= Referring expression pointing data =

===

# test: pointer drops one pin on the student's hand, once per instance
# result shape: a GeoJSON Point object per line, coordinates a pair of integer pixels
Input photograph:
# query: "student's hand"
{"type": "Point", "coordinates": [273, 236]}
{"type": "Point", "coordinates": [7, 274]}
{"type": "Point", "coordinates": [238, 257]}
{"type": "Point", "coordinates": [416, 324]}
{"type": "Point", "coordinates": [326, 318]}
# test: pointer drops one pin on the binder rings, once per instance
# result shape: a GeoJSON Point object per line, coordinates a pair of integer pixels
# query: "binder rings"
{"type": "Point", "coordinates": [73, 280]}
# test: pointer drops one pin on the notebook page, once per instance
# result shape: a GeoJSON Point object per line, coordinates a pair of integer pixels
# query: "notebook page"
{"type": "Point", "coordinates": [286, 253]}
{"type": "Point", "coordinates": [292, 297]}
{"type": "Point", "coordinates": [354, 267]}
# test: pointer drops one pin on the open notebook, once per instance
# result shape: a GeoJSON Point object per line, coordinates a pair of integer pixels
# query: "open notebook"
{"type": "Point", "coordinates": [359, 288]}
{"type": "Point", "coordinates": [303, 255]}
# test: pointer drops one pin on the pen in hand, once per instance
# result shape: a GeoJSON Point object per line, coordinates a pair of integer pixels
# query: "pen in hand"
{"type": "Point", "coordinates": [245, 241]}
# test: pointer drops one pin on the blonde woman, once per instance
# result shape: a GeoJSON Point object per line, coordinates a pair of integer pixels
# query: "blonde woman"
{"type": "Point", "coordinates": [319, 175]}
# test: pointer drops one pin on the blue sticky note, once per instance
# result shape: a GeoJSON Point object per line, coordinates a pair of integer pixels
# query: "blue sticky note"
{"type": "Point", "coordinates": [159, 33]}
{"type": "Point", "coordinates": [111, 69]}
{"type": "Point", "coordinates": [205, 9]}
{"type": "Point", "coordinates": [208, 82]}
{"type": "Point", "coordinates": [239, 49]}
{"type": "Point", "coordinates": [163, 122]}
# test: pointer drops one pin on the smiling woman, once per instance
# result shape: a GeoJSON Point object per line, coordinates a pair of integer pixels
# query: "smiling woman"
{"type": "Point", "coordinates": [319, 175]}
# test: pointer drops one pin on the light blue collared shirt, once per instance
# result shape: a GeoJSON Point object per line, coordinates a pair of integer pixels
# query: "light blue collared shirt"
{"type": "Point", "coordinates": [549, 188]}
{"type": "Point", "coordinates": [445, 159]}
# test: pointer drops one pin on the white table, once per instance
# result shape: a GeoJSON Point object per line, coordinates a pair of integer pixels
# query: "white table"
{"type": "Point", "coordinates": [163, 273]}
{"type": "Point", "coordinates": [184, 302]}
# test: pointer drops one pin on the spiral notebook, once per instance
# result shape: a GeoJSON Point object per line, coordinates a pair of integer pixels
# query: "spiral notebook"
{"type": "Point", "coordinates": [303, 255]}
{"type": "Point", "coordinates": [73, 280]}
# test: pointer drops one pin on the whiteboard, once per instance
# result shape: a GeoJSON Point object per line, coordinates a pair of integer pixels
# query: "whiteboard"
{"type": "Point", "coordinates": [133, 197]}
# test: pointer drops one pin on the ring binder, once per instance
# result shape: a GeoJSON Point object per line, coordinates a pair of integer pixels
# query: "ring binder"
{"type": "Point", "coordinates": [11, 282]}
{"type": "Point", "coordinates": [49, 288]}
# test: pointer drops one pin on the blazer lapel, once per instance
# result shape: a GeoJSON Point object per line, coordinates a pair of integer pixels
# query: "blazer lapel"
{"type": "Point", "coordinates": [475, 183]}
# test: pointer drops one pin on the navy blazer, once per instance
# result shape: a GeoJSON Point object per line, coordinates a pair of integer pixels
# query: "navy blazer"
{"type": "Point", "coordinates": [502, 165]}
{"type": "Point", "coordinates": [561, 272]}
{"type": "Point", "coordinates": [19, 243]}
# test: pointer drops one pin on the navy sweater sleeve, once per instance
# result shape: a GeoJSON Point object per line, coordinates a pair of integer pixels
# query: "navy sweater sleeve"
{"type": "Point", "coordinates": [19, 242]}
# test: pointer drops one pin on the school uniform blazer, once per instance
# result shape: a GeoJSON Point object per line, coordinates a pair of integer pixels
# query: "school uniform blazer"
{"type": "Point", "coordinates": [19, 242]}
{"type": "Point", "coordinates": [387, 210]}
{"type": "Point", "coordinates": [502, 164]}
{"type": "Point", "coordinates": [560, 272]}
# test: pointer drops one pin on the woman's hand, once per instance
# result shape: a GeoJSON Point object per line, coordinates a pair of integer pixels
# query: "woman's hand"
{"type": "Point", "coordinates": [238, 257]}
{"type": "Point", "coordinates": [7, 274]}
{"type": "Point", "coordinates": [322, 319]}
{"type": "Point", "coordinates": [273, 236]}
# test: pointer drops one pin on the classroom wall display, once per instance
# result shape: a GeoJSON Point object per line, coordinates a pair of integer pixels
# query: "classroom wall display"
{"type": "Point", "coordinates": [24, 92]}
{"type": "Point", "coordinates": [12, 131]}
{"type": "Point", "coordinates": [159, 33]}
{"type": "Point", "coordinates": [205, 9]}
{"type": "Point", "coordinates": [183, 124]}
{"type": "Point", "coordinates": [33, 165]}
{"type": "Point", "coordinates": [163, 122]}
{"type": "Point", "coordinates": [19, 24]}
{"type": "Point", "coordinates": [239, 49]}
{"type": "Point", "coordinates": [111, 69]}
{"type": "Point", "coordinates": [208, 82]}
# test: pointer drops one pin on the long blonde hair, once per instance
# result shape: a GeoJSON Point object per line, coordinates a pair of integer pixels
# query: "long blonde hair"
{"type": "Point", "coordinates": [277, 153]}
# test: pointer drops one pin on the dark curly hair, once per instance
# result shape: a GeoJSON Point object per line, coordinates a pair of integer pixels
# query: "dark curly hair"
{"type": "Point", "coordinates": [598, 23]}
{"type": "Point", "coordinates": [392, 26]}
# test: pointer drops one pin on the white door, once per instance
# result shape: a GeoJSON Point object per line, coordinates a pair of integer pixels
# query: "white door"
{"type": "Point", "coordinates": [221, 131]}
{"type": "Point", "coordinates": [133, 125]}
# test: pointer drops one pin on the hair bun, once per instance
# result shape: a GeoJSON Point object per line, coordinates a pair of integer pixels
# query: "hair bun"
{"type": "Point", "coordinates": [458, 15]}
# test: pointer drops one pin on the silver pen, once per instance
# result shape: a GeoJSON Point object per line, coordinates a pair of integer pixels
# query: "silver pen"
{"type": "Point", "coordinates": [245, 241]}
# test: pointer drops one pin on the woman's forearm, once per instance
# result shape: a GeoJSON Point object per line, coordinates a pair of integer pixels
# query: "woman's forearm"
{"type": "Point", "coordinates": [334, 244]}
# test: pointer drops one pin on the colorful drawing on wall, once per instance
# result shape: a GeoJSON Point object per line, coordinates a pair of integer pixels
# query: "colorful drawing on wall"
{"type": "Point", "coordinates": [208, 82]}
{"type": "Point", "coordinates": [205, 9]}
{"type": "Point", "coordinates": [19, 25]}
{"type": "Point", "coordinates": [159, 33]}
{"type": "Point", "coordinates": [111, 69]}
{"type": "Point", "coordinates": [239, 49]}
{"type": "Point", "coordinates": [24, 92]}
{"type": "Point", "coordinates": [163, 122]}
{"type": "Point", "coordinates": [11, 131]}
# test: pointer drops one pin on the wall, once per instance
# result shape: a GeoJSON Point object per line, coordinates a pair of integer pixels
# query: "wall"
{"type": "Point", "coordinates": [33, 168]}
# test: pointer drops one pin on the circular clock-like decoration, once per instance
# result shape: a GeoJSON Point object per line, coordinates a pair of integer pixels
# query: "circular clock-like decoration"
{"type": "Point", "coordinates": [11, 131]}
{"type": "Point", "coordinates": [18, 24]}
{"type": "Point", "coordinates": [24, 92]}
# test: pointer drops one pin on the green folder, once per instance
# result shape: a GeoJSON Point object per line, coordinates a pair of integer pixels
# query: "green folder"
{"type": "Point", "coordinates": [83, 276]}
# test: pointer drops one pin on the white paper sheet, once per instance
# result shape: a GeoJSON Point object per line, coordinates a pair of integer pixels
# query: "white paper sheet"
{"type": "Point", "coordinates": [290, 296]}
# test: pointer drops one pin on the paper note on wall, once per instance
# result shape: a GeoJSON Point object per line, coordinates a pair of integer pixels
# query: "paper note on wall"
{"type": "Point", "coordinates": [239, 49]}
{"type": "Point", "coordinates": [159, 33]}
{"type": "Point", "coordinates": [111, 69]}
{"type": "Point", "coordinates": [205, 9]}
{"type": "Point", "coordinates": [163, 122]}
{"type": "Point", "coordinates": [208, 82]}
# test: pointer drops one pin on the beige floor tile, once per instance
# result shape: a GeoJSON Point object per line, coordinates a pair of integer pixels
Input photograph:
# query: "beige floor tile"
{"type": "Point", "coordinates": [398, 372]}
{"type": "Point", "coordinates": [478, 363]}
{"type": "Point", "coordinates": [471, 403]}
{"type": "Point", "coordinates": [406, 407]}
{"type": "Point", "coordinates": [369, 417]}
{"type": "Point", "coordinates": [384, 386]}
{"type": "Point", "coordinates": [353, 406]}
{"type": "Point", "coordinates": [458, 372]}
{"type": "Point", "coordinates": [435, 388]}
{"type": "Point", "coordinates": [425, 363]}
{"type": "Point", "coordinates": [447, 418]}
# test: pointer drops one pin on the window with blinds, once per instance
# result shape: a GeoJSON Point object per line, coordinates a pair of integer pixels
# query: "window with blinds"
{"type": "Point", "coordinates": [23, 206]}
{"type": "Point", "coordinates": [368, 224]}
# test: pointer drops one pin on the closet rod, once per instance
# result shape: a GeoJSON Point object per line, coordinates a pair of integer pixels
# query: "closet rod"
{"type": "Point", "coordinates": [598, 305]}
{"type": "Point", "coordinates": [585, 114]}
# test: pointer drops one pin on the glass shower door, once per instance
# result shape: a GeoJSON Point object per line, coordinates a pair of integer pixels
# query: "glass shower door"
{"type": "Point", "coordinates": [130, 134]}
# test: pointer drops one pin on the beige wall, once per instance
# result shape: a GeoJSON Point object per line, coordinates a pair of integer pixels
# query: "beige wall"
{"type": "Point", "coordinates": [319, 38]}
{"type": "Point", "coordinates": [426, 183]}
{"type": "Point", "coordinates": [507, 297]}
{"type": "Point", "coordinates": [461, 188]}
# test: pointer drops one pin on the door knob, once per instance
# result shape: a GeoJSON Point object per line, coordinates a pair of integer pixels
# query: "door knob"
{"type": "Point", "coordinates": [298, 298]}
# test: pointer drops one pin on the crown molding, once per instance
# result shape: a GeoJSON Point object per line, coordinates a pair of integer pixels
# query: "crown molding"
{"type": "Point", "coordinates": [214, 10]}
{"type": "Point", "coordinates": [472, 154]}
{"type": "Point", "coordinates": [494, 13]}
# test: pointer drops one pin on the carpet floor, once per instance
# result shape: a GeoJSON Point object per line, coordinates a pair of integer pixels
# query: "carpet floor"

===

= Your goal =
Return every line of the records in which the word "carpet" is found.

= Your response =
# test: pointer drops one pin on the carpet floor, once per instance
# query: "carpet floor"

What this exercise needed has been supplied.